THE REQUEST: Write out every line of the records below as a numbered list, skipping any blank lines. Leave the pictures out of your answer.

Coordinate labeling data:
===

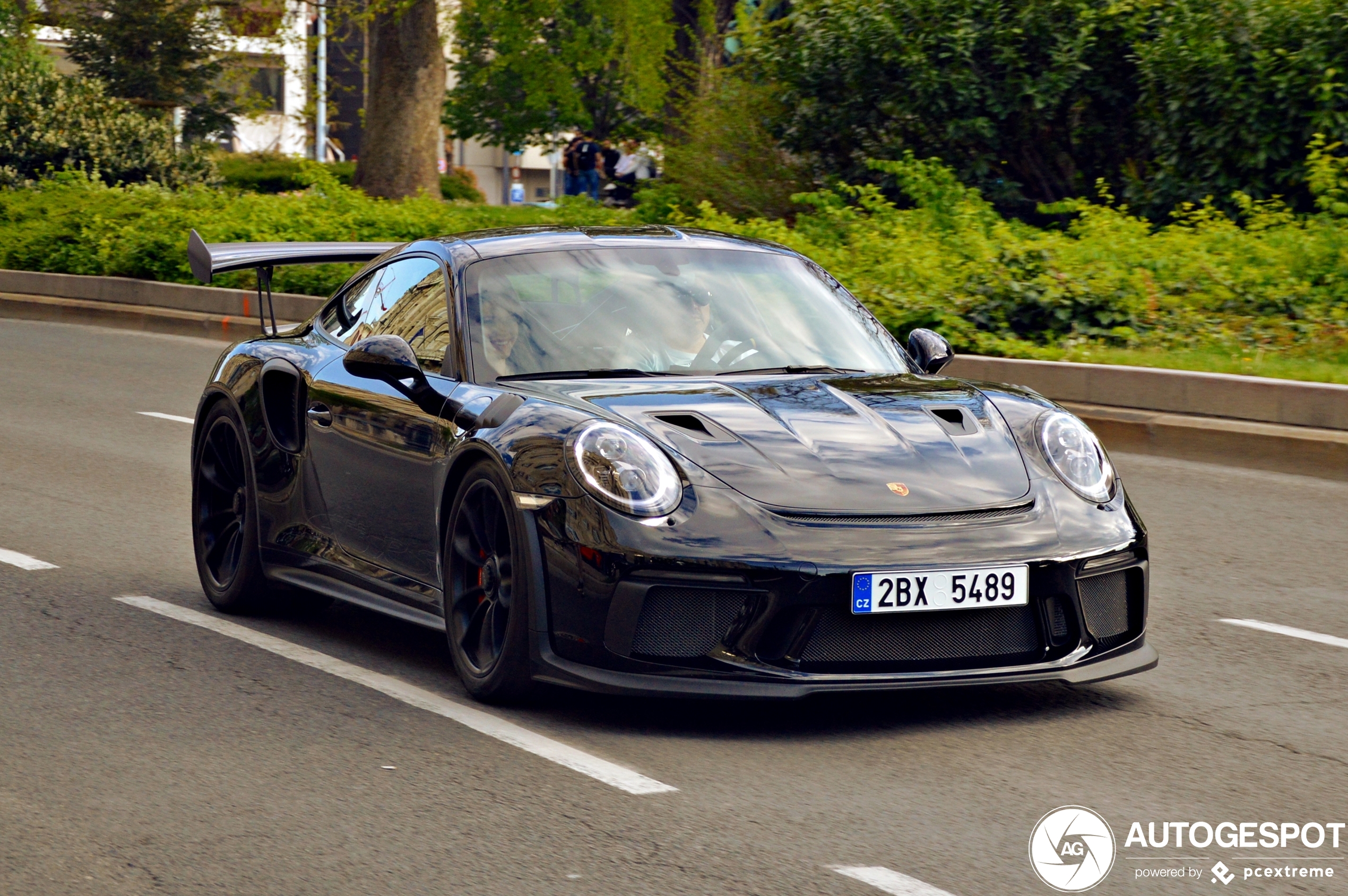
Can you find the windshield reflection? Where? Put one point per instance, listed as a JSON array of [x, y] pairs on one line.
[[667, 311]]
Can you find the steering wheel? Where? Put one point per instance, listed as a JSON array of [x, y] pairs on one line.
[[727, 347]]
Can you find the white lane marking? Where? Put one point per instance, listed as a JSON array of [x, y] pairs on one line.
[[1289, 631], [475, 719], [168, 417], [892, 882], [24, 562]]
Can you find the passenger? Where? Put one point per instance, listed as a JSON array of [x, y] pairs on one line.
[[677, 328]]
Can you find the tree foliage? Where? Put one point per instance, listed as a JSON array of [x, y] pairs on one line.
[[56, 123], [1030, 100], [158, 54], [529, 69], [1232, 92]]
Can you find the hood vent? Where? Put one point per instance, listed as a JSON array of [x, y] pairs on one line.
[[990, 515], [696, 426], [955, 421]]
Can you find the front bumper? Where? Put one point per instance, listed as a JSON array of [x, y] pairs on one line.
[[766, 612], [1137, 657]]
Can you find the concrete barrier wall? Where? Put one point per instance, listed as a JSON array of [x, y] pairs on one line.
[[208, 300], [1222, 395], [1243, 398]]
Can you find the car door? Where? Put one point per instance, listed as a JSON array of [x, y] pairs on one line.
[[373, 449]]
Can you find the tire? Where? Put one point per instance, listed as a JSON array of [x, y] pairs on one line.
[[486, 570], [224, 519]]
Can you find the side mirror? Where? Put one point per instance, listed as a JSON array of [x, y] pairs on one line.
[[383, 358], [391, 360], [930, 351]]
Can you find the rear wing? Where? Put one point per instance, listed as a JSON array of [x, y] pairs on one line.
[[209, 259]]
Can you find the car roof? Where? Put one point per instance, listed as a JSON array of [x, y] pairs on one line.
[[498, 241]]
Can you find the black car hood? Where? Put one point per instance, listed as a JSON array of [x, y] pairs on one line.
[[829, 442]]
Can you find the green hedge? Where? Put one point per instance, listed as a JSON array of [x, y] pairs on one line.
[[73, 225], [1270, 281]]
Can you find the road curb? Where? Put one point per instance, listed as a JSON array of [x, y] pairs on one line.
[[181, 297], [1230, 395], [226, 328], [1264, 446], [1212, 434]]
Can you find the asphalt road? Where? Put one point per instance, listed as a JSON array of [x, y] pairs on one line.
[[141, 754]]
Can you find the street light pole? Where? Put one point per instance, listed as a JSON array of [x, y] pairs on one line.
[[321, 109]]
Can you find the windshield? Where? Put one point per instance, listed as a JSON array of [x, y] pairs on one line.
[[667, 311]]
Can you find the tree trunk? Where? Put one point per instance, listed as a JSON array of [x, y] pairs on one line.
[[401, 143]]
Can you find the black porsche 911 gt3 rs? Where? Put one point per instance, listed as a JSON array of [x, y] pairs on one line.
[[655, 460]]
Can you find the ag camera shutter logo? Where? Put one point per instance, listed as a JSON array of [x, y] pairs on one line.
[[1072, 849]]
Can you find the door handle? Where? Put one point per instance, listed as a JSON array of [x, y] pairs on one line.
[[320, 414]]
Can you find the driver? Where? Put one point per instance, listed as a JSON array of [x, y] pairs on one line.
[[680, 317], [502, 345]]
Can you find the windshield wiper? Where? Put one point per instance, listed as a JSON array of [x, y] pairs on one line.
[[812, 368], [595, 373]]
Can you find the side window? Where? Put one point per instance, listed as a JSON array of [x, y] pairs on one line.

===

EXERCISE RESULT:
1. Can you find the windshield reflection? Where? Put one point per instance, listed as a JSON array of [x, y] pairs on one line.
2. [[667, 311]]
3. Can you find the steering wheel? Where? Put one point per instance, listed as a JSON array of [x, y] pairs on one line.
4. [[727, 347]]
5. Can you find the white lane marking? Where? Put one point per instance, listed as a JSON array of [x, y] pairs on one line.
6. [[1289, 631], [475, 719], [168, 417], [892, 882], [24, 562]]
7. Can you find the passenger? Where? Put one point per instance, listed as a JSON array of [x, y] pairs on one line.
8. [[677, 328]]
9. Can you find the tree foliage? Where? Put one point per instance, listed as a JSON array of [x, y] pairs on one line.
10. [[56, 123], [1030, 100], [158, 54], [529, 69], [1232, 92]]
11. Can you find the hood vent? Where? Put one point per instance, listed as a JSON array of [x, y] pairs on one line.
12. [[990, 515], [696, 426], [955, 421]]
13. Can you find the front bumper? Where? Put one point per instance, listed as a JSON array of [x, y] pairs on one line.
14. [[766, 612], [1137, 657]]
15. Can you find the concrete barrier wall? Where? Put one point per instance, listed as a JSON array of [x, y] pairs on one line.
16. [[208, 300], [1222, 395], [1243, 398]]
17. Can you find the car door? Where? Put one point per instance, listed as a JSON array of [x, y] pairs on one line.
18. [[373, 449]]
19. Can you find the tire? Where? Put one point per instance, listed as a JSON array of [x, y] pairs on one line.
20. [[486, 570], [224, 519]]
21. Can you find the side mirror? Where? Put one point per instance, listed as a JSON array of [x, y] pairs on one line.
22. [[383, 358], [391, 360], [930, 351]]
23. Can you find the rear wing? Where? Put one point per instance, listed as a JSON array of [x, y] pairs on one line.
24. [[209, 259]]
25. Can you find the car roof? Where? Put one point per instance, listed as a JSON array of [x, y] pairs on one line.
26. [[498, 241]]
27. Can you find the black car hood? Where? Put one point per instance, listed as a JSON array of [x, y] pairs on one line.
28. [[829, 442]]
29. Can you find the green hedge? Where? Put one point per instance, listed as a JSON array of [x, y] pairs on one line.
30. [[73, 225], [1270, 281]]
31. Can you find the road curb? Where? Put one point per instance, listed as a JSON array of [x, y] pairs on one line.
32. [[181, 297], [1230, 395], [226, 328], [1264, 446], [1212, 434]]
33. Can you find the asphalt road? Where? Put one point per instance, listed as a JSON array of [x, y] pairs on one line.
34. [[141, 754]]
35. Can you find the street light pole? Where? Put one point per instance, listed as a JSON array of [x, y] pairs on one line.
36. [[321, 109]]
37. Can you find the windshield? Where? Put one point per instance, listed as a JSON array of [x, y] pairs on one line.
38. [[667, 311]]
39. Can you find the tree trunk? Where? Put one point per instance, listed as a JSON array of [x, y] pairs on one line.
40. [[401, 143]]
41. Can you find the black porsche 911 gt3 rs? Where? Put one point per instance, listed as a JSON array of [x, y] pairs on one line.
42. [[655, 460]]
43. Can you find the ag camera shutter logo? Where? Put one point per instance, listed as a JSON array of [x, y] pairs on one line.
44. [[1072, 849]]
45. Can you find the door handle? Where? Put one point per instance, listed as a JSON array of [x, y] pairs on one line.
46. [[320, 414]]
47. Can you find the driver? Where? Put one point per instance, listed as a JSON array of [x, y] pairs on one line.
48. [[680, 317], [502, 345]]
49. Can you find the windshield wiper? Where? Put one point per instance, listed as a JSON array of [x, y] pairs on one line.
50. [[812, 368], [595, 373]]
51. Can you find the side window? Where? Put one point per instance, listed as a JSON array of [x, y] pairs on one line.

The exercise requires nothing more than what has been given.